[Tareas por realizar]:
**A)** Reproduce al pie de la letra el fragmento del texto sobre el proyecto anticorrupción que empieza con "El mensaje es" y continúa hasta "arriesgada, no paga.".
**B)** Prolonga el texto sobre el proyecto anticorrupción a partir de su última oración.

[Fragmento del documento]:

Como era de esperarse, se hundió en el Congreso el proyecto anticorrupción. Algunos medios reseñan con minuciosidad los últimos episodios relacionados con el proceso de conciliación entre ambas cámaras, un asunto de procedimiento que parece haber sido planificado para que todo resultara tan mal como terminó: notificaciones tardías, confusión general entre quién era el verdadero conciliador de la Cámara, funcionarios que se enteraron o fingieron enterarse tarde de los plazos, fueron el colofón de la estrategia esgrimida por los interesados en sepultar una iniciativa que contó con el respaldo de más de 11 millones de personas.
No es necesario ahondar en el paquete de normas que ahora reposan en alguna gaveta; basta con la confirmación -obvia, por cierto- de que los corruptos no quieren que la corrupción se vigile, se sancione, se proscriba y se termine.
El mensaje es muy claro: a nadie le interesa establecer mecanismos para erradicar uno de los dos problemas más graves del país -el otro es el uribismo-, y no será a través del apoyo de un congreso protagonista y pariente de la corrupción, como saldremos de este abismo vergonzoso.
A pesar de que la intención de algunos sectores de surtir un proceso institucional desde el Parlamento, como debe ser, para implementar algunas sencillas prácticas de transparencia que obstaculizaran los serruchos, los desfalcos, los desangres al erario, la impunidad, se pecó de ingenuidad y de exceso de confianza: sencillamente, ni al Congreso, ni al Gobierno, ni a los poderes económicos que sostienen en el poder a unos y otros, les interesa cambiar las cosas, porque la integridad, además de ser una apuesta muy arriesgada, no paga.

[Datos de entrada]:
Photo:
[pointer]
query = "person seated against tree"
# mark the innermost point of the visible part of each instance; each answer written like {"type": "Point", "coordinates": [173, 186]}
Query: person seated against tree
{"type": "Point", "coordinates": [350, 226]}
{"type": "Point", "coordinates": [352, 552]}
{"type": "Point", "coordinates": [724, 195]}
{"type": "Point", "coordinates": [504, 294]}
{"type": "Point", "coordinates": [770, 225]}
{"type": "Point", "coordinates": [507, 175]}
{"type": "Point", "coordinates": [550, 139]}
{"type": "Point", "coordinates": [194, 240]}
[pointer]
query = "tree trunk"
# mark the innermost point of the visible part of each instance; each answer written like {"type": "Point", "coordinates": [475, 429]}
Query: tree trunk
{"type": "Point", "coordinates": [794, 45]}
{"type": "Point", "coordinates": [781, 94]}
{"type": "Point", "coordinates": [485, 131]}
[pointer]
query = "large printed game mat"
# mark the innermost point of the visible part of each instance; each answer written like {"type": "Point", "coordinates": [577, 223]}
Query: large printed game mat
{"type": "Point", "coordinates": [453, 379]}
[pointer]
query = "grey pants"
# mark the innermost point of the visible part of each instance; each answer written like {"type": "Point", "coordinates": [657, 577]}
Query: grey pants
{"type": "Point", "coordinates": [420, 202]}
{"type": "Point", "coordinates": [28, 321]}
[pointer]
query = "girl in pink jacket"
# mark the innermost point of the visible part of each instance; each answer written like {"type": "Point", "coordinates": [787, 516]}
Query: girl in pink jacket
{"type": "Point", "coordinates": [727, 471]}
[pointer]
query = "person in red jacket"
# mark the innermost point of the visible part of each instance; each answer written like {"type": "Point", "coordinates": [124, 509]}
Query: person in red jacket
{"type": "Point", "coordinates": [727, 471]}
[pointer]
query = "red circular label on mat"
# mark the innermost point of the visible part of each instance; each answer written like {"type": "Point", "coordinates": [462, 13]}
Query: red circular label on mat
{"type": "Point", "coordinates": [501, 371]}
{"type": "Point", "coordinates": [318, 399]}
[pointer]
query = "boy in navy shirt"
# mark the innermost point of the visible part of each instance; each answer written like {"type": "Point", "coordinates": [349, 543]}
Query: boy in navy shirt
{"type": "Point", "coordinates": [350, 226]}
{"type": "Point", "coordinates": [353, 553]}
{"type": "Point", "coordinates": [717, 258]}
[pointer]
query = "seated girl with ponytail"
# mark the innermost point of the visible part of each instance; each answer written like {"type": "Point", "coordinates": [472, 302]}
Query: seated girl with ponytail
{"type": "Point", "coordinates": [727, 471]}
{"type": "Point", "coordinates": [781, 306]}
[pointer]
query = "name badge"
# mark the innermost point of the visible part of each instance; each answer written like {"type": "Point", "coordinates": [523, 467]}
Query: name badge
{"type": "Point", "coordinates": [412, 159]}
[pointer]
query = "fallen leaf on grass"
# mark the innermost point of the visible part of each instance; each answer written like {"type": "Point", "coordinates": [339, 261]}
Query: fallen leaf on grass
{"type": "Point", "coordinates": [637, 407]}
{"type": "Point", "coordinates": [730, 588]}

[Resultados por tarea]:
**A)**
El mensaje es muy claro: a nadie le interesa establecer mecanismos para erradicar uno de los dos problemas más graves del país -el otro es el uribismo-, y no será a través del apoyo de un congreso protagonista y pariente de la corrupción, como saldremos de este abismo vergonzoso.
A pesar de que la intención de algunos sectores de surtir un proceso institucional desde el Parlamento, como debe ser, para implementar algunas sencillas prácticas de transparencia que obstaculizaran los serruchos, los desfalcos, los desangres al erario, la impunidad, se pecó de ingenuidad y de exceso de confianza: sencillamente, ni al Congreso, ni al Gobierno, ni a los poderes económicos que sostienen en el poder a unos y otros, les interesa cambiar las cosas, porque la integridad, además de ser una apuesta muy arriesgada, no paga.

**B)**
“Si quieres derrotar la corrupción debes estar listo para enviar a la cárcel a tus amigos y familiares”. Esta frase, pronunciada por el llamado “padre de Singapur”, Lee Kuan Yew, es una verdad que calza a la perfección con la dificultad que existe en Colombia para emprender una cruzada real contra este cáncer, y que explica de muchas maneras la escasa voluntad política que ha impedido, una y otra vez, que se haga algo, lo que sea, para evitarlo.
Porque, aunque no todos los políticos firmen contratos, reciban cheques o sobornen funcionarios, es poco probable que en sus actividades proselitistas, legislativas o gubernamentales no se encuentre alguna grieta que los termine relacionando, de una u otra forma, con la corrupción, que es uno de los principales rasgos de nuestro carácter nacional.
De manera que la pretensión de que los políticos se unan alrededor de una cruzada por la transparencia, la ética y la decencia, que involucre que ellos mismos se comporten de otra manera, que renuncien a sus privilegios, que dejen a un lado las atávicas formas de ejercer una actividad que nunca ha tenido mucho que ver con el servicio público, no es más que una quimera.
Habrá que inventarse otra cosa. Tal vez cambiar a los políticos por otros. O cambiar al país por otro. O cambiar al mundo por otro. Mientras eso no ocurra, cualquier intento de acabar con la corrupción terminará en las gavetas de los de siempre.